Aufgabenstellung. Geben Sie sämtliche nachstehenden Zeilen als zweispaltige CSV mit den Spalten „eingabe“ und „ausgabe“ wieder, wobei jede Zeile eine CSV-Zeile mit ihrem Text und ihrer Antwort ergibt, jedes Feld in Anführungszeichen steht und Zeilenumbrüche durch Leerzeichen ersetzt werden. Lassen Sie die Bilder in Ihrer Antwort weg.

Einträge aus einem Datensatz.

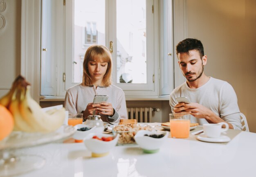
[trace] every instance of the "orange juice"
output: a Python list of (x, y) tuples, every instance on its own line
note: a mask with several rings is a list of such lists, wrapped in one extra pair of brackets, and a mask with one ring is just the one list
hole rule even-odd
[(67, 121), (67, 124), (69, 125), (74, 126), (77, 124), (81, 124), (83, 123), (83, 118), (69, 118)]
[(172, 137), (184, 138), (189, 136), (190, 120), (185, 119), (170, 120), (170, 129)]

Ergebnis der Übung.
eingabe,ausgabe
"[trace] every instance of the ""orange juice"" output: a Python list of (x, y) tuples, every instance on its own line note: a mask with several rings is a list of such lists, wrapped in one extra pair of brackets, and a mask with one ring is just the one list hole rule even-odd","[(67, 121), (67, 124), (69, 125), (74, 126), (77, 124), (81, 124), (83, 123), (83, 118), (69, 118)] [(172, 137), (184, 138), (189, 136), (190, 120), (185, 119), (170, 120), (170, 129)]"